▶ [Things to do]
#1 In the biosimilars discussion, copy the passage that begins at the words "Al Heaton, BS, PharmD, RPh: Kyle, you" and stops after "using these products.", switching "providers" to "clinicians".
#2 Answer these questions about the biosimilars discussion:
(a) What credentials are listed after Al Heaton's name?
(b) Which two groups does Kyle Skiermont say receive the education?
(c) According to Kyle Skiermont, is there a reason to be concerned with using biosimilars?

───── Extract to read ─────

Considerations for educating patients and providers on the role that biosimilars have in the treatment plan and their associated costs.
Al Heaton, BS, PharmD, RPh: Kyle, you mentioned that you spend a lot of time doing education amongst the providers and the patients. Can you give us an idea of exactly what you’re talking to them about? Should either one of those individuals be concerned about biosimilars?
Kyle Skiermont, PharmD: I think that’s probably the key piece of the education that we’re providing to our patients and to our providers is that, no, right? From the pharmacy department, if you will, or the pharmacy organization, and quite honestly, really, the science behind the biosimilars is that no, there is not a reason to be concerned with using these products.

───── Provided material ─────

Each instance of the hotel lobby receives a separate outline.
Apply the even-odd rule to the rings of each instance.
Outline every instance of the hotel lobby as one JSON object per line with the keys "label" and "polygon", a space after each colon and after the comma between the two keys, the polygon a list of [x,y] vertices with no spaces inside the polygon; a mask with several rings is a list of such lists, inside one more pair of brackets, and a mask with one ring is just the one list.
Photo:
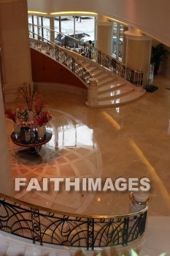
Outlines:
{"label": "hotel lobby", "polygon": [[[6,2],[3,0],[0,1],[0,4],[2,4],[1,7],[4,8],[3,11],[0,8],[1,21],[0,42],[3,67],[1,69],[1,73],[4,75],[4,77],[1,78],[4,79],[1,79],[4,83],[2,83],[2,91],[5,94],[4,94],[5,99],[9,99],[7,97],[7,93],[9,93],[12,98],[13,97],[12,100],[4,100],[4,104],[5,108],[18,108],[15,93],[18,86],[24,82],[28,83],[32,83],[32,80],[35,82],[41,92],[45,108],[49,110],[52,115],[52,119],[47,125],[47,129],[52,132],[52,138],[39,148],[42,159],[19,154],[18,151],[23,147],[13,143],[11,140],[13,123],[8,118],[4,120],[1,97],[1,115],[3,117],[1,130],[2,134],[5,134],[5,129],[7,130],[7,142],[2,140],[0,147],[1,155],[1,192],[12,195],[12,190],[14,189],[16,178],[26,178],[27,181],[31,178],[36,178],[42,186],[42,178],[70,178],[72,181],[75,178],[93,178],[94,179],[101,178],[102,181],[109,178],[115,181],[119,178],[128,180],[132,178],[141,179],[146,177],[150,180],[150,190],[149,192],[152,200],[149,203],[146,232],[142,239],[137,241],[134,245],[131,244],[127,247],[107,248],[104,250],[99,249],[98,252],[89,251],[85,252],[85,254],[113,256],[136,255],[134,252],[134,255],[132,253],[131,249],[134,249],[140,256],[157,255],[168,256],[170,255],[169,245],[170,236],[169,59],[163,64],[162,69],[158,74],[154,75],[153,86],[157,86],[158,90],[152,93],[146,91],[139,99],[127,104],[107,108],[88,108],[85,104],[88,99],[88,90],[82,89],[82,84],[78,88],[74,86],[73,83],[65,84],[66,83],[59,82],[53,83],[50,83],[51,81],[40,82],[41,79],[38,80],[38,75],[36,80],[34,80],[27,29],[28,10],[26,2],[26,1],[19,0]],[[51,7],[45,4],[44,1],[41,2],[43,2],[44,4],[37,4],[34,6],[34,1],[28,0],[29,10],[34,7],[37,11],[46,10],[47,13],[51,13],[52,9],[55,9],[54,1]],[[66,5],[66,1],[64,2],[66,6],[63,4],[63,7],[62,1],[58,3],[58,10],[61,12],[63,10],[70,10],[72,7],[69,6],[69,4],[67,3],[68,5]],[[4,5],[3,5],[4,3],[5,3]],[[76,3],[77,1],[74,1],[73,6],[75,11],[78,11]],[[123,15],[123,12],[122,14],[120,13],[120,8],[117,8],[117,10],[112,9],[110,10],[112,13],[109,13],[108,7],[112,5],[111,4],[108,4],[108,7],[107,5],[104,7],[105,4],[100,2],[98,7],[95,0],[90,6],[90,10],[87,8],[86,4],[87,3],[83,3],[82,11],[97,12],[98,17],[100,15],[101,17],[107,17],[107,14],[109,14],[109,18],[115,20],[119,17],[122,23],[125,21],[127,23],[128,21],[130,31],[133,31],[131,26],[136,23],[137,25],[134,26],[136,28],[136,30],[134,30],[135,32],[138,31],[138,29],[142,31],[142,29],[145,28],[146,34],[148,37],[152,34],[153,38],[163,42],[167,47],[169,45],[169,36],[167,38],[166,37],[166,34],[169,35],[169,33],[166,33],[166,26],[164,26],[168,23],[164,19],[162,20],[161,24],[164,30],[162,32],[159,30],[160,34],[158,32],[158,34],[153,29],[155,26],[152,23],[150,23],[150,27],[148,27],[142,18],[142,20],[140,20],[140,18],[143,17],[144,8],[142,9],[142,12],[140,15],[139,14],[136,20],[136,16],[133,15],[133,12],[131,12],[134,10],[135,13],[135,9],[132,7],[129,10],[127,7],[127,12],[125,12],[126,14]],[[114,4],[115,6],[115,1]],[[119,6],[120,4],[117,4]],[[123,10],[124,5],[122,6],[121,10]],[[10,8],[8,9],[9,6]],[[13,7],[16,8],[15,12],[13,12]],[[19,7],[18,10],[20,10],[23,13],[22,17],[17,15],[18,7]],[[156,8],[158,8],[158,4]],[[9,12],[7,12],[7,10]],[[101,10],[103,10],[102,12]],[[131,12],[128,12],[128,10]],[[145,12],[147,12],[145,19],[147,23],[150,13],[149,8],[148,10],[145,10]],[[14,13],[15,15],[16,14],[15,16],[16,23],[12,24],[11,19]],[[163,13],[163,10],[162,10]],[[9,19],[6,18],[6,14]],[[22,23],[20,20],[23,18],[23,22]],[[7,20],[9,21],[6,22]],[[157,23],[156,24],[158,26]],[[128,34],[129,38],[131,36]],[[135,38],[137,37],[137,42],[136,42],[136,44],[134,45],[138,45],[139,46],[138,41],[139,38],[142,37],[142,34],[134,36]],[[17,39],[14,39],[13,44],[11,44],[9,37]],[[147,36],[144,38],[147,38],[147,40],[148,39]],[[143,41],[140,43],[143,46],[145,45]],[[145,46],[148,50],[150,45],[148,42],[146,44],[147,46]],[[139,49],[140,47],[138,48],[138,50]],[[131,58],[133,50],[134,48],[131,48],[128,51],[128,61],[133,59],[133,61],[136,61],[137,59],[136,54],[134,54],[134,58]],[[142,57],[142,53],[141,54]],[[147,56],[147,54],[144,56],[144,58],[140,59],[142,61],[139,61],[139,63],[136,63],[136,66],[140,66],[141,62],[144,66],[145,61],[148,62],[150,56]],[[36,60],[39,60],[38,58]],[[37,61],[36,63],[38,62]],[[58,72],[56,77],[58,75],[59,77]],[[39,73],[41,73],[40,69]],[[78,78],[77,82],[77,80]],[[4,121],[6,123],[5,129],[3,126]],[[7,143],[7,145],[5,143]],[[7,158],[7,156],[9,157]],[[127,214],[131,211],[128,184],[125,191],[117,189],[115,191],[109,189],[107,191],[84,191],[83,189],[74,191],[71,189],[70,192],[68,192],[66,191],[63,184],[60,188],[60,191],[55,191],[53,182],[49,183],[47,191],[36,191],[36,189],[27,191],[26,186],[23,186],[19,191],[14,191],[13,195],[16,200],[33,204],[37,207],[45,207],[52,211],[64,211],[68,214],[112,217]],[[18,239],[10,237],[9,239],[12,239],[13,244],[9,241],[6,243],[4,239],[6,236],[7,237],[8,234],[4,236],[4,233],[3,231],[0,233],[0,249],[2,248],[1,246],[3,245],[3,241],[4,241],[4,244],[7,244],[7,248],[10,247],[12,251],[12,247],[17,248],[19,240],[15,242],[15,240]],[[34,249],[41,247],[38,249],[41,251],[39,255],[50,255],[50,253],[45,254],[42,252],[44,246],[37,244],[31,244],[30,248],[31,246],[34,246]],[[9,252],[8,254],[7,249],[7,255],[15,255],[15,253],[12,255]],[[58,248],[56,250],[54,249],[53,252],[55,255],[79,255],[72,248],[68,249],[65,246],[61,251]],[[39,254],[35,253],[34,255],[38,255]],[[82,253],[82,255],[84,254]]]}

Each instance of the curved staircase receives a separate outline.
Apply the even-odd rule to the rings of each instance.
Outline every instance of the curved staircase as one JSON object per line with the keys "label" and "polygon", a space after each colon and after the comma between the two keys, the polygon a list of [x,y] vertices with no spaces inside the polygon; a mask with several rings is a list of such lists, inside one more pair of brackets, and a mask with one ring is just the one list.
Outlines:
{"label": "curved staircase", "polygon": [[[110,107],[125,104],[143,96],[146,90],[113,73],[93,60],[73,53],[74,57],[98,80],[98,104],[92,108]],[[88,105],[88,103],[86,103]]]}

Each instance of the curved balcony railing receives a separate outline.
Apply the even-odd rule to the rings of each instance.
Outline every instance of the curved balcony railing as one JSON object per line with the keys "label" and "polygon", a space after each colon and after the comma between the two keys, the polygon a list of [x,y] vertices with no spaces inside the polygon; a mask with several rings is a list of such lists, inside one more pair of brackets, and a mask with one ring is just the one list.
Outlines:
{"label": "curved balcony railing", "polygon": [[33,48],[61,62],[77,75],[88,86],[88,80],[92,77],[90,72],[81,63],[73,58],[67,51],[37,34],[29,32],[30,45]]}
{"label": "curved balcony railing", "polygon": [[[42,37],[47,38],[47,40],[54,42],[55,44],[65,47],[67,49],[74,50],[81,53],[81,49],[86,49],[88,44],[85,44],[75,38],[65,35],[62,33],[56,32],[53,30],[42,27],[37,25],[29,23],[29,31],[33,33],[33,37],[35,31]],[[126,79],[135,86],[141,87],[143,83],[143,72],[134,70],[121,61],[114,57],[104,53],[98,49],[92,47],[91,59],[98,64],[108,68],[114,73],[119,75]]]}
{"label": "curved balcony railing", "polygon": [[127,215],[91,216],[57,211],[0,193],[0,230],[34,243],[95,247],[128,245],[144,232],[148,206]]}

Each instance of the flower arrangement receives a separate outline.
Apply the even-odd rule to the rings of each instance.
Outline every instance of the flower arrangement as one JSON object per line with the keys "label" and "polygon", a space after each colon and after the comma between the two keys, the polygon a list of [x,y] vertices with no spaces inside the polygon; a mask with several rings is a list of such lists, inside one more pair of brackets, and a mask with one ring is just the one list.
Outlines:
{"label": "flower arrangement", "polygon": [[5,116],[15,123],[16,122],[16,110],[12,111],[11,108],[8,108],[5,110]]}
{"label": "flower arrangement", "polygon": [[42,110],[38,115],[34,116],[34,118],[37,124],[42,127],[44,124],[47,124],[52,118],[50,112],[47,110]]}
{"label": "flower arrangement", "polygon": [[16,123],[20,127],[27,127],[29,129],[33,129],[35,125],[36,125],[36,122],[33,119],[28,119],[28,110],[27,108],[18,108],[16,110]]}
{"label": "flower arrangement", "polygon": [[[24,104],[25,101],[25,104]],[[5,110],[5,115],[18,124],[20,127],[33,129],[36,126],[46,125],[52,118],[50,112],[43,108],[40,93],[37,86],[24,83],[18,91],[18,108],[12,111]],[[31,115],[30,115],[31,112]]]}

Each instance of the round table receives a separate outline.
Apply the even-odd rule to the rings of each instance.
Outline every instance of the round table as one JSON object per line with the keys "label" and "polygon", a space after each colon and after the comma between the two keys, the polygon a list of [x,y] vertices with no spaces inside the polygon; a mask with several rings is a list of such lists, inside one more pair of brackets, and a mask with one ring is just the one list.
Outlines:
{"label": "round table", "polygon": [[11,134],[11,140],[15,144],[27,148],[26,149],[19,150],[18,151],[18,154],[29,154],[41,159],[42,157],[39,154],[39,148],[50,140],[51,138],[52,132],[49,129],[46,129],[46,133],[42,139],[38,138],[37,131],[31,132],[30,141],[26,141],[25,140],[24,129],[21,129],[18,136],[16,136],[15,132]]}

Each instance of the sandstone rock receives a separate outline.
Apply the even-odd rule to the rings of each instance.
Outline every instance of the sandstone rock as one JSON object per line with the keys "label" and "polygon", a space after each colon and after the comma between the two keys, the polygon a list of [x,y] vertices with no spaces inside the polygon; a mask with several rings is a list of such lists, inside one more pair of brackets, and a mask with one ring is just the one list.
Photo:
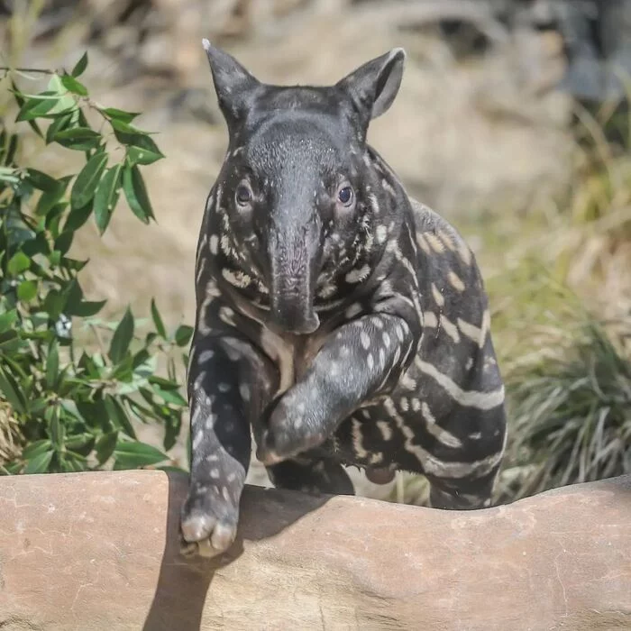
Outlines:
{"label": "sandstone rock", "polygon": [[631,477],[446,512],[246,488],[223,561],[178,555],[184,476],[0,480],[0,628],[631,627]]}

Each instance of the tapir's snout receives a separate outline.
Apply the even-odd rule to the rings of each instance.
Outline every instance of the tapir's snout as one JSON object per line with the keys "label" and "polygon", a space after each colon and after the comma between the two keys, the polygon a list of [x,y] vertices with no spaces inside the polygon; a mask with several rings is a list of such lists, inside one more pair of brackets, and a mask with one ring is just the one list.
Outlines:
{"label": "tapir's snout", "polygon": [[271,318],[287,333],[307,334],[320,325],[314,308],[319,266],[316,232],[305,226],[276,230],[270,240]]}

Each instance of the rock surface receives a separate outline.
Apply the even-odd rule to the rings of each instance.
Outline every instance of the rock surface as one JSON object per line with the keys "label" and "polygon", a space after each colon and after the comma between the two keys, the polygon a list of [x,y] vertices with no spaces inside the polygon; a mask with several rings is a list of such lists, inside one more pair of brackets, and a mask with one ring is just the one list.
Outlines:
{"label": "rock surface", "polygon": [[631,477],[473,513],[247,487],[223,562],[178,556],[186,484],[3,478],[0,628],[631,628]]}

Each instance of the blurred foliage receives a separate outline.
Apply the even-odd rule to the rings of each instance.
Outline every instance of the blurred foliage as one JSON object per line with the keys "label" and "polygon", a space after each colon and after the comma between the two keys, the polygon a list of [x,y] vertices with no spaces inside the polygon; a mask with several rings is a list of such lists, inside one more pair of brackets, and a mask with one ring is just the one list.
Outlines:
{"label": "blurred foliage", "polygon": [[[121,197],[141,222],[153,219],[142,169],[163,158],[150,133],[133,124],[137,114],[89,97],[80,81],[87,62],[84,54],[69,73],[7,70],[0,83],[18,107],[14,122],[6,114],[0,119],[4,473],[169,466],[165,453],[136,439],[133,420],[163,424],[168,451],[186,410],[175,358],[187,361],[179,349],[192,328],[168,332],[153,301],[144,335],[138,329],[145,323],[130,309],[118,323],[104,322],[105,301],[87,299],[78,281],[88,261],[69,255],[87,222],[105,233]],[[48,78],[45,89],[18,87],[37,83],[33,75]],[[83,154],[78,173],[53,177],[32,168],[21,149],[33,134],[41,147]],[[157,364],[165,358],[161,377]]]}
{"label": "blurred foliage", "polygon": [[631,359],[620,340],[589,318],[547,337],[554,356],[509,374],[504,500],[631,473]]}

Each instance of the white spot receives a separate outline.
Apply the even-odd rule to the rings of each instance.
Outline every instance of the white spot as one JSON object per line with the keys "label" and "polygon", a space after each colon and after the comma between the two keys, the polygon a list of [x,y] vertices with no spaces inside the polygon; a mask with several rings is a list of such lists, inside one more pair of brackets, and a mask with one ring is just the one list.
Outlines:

─────

▶ [Answers to the problems]
#1
Al Heaton, BS, PharmD, RPh: Kyle, you mentioned that you spend a lot of time doing education amongst the clinicians and the patients. Can you give us an idea of exactly what you’re talking to them about? Should either one of those individuals be concerned about biosimilars?
Kyle Skiermont, PharmD: I think that’s probably the key piece of the education that we’re providing to our patients and to our clinicians is that, no, right? From the pharmacy department, if you will, or the pharmacy organization, and quite honestly, really, the science behind the biosimilars is that no, there is not a reason to be concerned with using these products.

#2
(a) BS, PharmD, RPh
(b) Patients and providers
(c) No